## START

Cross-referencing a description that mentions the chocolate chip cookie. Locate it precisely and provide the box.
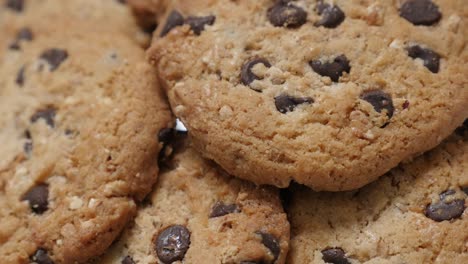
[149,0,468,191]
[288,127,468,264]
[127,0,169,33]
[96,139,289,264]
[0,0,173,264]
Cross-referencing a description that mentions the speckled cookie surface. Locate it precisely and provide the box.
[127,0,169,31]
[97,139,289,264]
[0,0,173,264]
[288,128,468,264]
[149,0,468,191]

## END
## START

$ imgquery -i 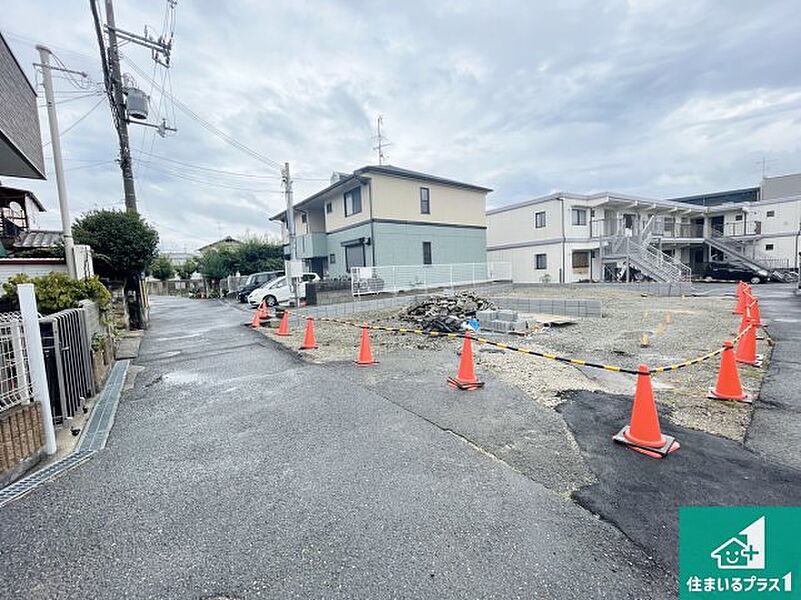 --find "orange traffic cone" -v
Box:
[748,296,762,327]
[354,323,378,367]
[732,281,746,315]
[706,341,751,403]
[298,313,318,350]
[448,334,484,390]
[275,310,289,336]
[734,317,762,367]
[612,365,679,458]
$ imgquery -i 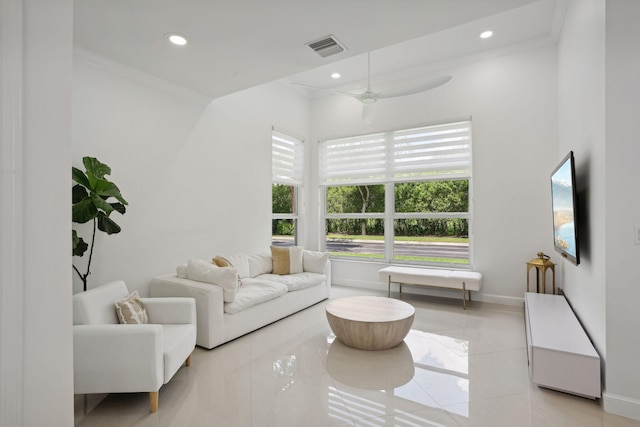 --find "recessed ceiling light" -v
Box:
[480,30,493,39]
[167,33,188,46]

## END

→ Given instruction
Report, in full, each line of the records that contains the precise string "precisely", treating uppercase and lowercase as different.

→ The completed task
Cross-referencing a description that mentions the chocolate chip cookie. Locate it precisely and provide the box.
Cross-referencing a description that mentions the speckled cookie surface. Locate it precisely and provide the box.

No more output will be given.